_Task objective_
In the forum post on Manchester-encoded data output, retype the passage that begins at the words "# 16 Jun 2011" and stops after the words "that works: almost.".

_Quoted passage_
┄┄┄┄┄┄

Timing-critical high speed data output

# 16 Jun 2011

Good afternoon all,

I am trying to write code that will produce 10 Mbit/s, Manchester-encoded data. Manchester-encoded means a '1' looks like '01' and a '0' will look like '10'. 10 Mbit/s means a bit will last 100 ns, so a half-bit will last for 50 ns; i.e. 5 clock cycles. The good news is that the mbed controller seems to be quite capable of this, and I have code that works: almost.

My first attempt was using FastOut (found here on mbed.org), and looks like this:

   
template <PinName pin> class FastOut
{
// pin = LPC_GPIO0_BASE + port * 32 + bit
// port = (pin - LPC_GPIO0_BASE) / 32
// bit  = (pin - LPC_GPIO0_BASE) % 32

    // helper function to calculate the GPIO port definition for the pin
    // we rely on the fact that port structs are 0x20 bytes apart
    inline LPC_GPIO_TypeDef* portdef() { return (LPC_GPIO_TypeDef*)(LPC_GPIO_BASE + ((pin - P0_0)/32)*0x20); };

    // helper function to calculate the mask for the pin's bit in the port
    inline uint32_t mask() { return 1UL<<((pin - LPC_GPIO0_BASE) % 32); };

public:
    FastOut()
    {
        // set FIODIR bit to 1 (output)
        portdef()->FIODIR |= mask();
    }
    void write(int value)
    { 
        if ( value )
          portdef()->FIOSET = mask();
        else
          portdef()->FIOCLR = mask();
    } 
    int read()
    {
        return (portdef()->FIOPIN) & mask() != 0;
    }
    FastOut& operator= (int value) { write(value); return *this; };
    FastOut& operator= (FastOut& rhs) { return write(rhs.read()); };
    operator int() { return read(); };
};

FastOut<p5> txd;

void snd(uint32_t cmd)
{
  uint32_t invcmd;
  invcmd=~cmd;
  __disable_irq(); 
  txd=0; // start marker
  txd=1; // start marker
  txd=0; // start marker
  txd=(invcmd&1);
  __nop();
  txd=(cmd&1);
  __nop();
  txd=0; // end marker
  txd=1; // end marker
  txd=0; // end marker
  __enable_irq(); 
}

This is not fully functional code, but fortunately, it is not too complex, and you need a high-speed probe & scope in any case to debug the code. The main point here is the snd routine: It sends a start marker (010) to trigger the scope, next it sends the LSB of cmd: '10' if it is a '0', and '01' if it is a '1'. Finally, it sends an end marker to verify that the total duration of the bit is correct.

┄┄┄┄┄┄

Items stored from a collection
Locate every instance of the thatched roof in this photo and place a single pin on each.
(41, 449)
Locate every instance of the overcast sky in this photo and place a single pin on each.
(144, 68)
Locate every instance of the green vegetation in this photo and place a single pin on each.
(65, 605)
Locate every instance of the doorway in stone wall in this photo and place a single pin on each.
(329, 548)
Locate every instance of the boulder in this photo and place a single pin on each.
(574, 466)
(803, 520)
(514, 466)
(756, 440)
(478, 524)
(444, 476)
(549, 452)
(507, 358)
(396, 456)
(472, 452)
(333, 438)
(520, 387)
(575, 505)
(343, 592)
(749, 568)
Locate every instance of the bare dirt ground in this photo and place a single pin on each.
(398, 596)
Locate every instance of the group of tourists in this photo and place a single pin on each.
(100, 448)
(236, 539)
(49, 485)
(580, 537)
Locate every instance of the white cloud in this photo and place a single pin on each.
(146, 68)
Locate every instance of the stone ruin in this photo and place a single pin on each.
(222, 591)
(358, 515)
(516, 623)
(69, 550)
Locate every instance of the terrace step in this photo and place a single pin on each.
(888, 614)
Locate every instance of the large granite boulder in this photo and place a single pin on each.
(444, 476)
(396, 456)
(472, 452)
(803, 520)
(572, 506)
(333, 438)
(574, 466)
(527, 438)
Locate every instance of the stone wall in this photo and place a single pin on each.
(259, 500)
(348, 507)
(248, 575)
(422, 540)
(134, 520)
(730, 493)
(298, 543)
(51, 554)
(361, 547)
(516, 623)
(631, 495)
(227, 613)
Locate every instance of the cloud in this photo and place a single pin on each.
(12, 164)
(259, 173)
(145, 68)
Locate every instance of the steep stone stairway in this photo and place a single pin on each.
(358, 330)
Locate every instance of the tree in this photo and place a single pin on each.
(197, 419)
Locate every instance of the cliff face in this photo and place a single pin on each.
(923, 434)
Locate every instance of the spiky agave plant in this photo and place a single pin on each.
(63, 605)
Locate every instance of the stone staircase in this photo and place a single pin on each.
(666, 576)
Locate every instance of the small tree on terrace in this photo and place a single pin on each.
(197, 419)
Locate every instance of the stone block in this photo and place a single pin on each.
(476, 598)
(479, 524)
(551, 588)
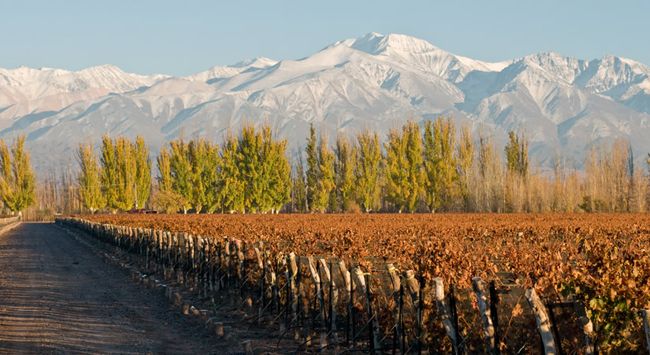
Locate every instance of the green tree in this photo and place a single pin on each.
(368, 169)
(17, 181)
(344, 171)
(89, 179)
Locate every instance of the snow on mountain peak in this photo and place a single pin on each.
(376, 43)
(259, 62)
(375, 81)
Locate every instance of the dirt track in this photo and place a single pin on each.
(56, 296)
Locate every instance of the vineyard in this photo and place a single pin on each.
(562, 283)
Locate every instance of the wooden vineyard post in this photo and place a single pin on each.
(587, 329)
(415, 290)
(646, 326)
(315, 276)
(333, 295)
(543, 322)
(363, 285)
(397, 293)
(478, 285)
(444, 311)
(345, 275)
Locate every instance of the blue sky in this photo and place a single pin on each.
(183, 37)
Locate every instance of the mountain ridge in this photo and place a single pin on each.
(565, 105)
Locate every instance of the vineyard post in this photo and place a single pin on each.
(646, 325)
(396, 290)
(494, 301)
(587, 328)
(227, 262)
(420, 314)
(415, 291)
(543, 322)
(328, 309)
(313, 269)
(486, 315)
(300, 312)
(292, 269)
(262, 266)
(146, 257)
(345, 275)
(445, 313)
(373, 320)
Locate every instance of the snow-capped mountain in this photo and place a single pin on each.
(564, 105)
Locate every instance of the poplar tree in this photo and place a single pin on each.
(325, 182)
(278, 171)
(439, 163)
(165, 198)
(344, 170)
(465, 163)
(299, 185)
(109, 173)
(181, 172)
(517, 154)
(414, 160)
(313, 167)
(203, 158)
(17, 181)
(230, 181)
(126, 174)
(89, 179)
(490, 194)
(143, 172)
(404, 167)
(396, 170)
(367, 172)
(164, 170)
(250, 168)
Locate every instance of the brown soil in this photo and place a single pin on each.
(56, 296)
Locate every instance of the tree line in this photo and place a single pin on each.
(17, 181)
(436, 167)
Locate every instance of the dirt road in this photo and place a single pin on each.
(56, 296)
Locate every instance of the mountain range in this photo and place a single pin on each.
(564, 105)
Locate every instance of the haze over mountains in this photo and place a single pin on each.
(564, 105)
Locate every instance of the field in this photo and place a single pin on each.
(598, 261)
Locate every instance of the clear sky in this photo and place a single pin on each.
(183, 37)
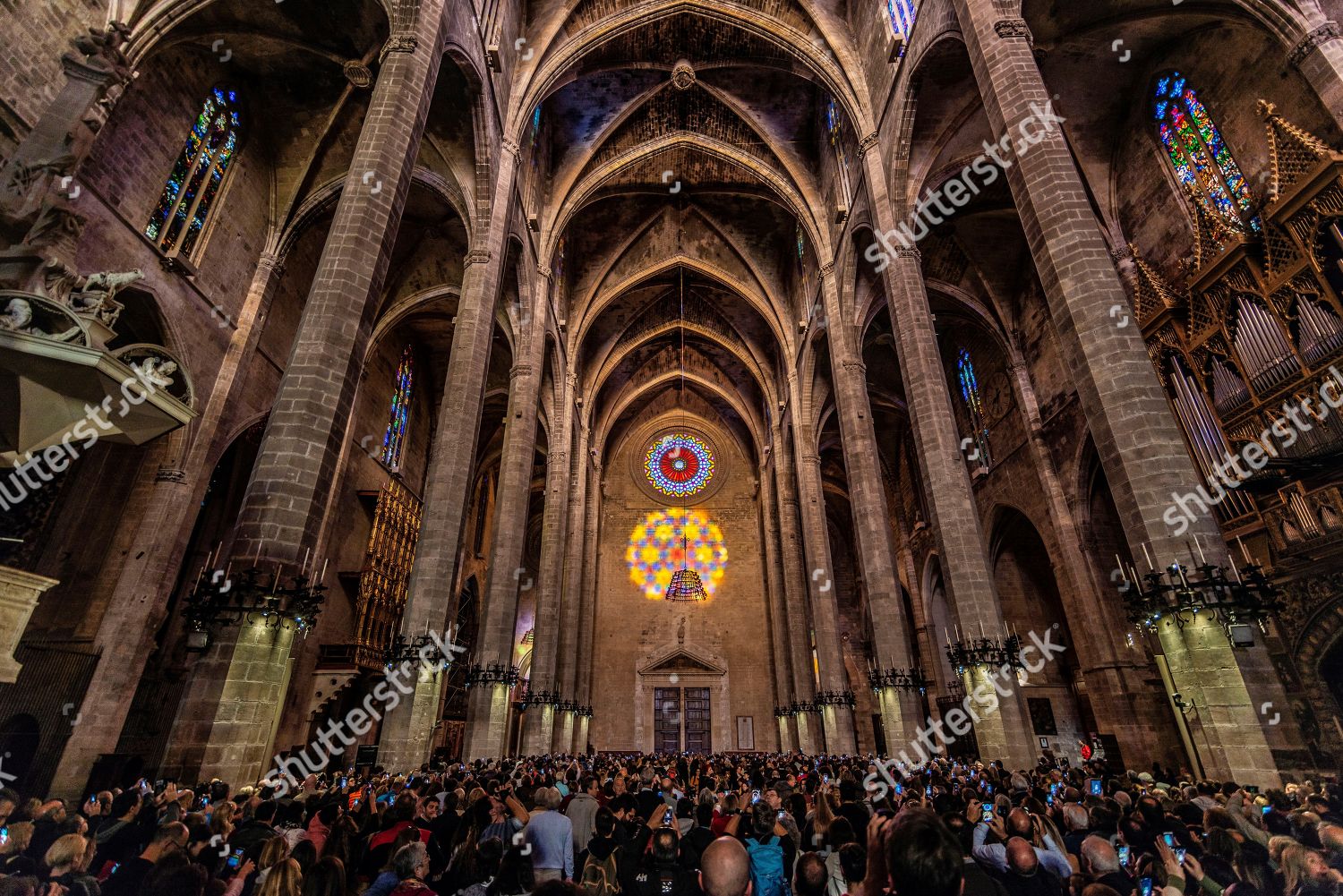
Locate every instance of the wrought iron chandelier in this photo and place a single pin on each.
(1181, 594)
(255, 597)
(897, 678)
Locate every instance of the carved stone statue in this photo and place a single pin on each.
(158, 371)
(97, 292)
(18, 317)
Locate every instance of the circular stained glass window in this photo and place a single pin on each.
(676, 539)
(679, 465)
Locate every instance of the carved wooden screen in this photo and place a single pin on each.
(666, 721)
(697, 738)
(387, 570)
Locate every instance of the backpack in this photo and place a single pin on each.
(599, 877)
(767, 876)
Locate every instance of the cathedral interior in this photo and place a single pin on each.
(693, 375)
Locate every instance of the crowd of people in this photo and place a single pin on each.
(685, 825)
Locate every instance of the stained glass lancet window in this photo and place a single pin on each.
(1200, 156)
(902, 18)
(970, 392)
(399, 416)
(834, 126)
(198, 175)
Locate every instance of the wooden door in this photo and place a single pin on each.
(697, 729)
(666, 721)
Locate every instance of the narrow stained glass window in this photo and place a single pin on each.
(400, 413)
(198, 175)
(1201, 158)
(970, 392)
(902, 16)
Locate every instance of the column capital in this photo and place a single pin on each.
(1007, 29)
(1313, 39)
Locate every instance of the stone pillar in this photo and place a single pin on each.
(775, 608)
(587, 606)
(1141, 448)
(1114, 676)
(1319, 58)
(126, 632)
(290, 485)
(951, 504)
(542, 721)
(405, 738)
(900, 711)
(795, 592)
(825, 610)
(572, 598)
(19, 593)
(488, 704)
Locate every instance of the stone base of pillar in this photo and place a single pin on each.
(226, 729)
(537, 730)
(408, 729)
(486, 721)
(19, 593)
(561, 740)
(838, 727)
(1001, 730)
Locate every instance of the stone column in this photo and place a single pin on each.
(542, 721)
(795, 592)
(1141, 448)
(900, 711)
(126, 632)
(1116, 678)
(587, 609)
(451, 464)
(572, 598)
(19, 593)
(951, 504)
(1319, 58)
(775, 608)
(488, 704)
(290, 485)
(825, 610)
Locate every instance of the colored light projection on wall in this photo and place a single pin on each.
(679, 465)
(655, 550)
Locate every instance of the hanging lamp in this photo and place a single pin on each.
(685, 585)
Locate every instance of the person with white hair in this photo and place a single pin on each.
(551, 839)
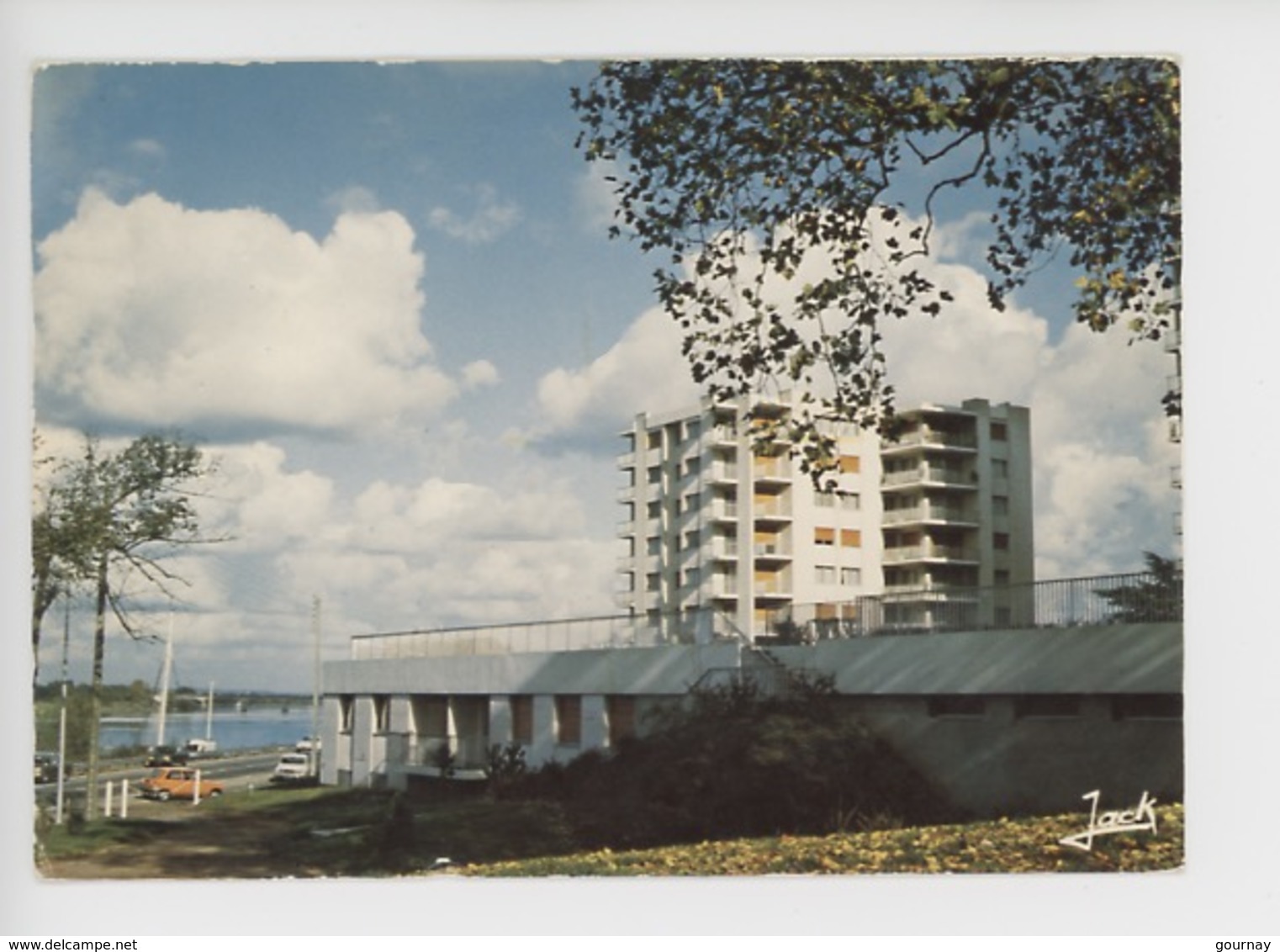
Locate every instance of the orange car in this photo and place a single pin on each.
(178, 783)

┄┄┄┄┄┄

_Final answer_
# 16 Jun 2011

Good afternoon all,

I am trying to write code that will produce 10 Mbit/s, Manchester-encoded data. Manchester-encoded means a '1' looks like '01' and a '0' will look like '10'. 10 Mbit/s means a bit will last 100 ns, so a half-bit will last for 50 ns; i.e. 5 clock cycles. The good news is that the mbed controller seems to be quite capable of this, and I have code that works: almost.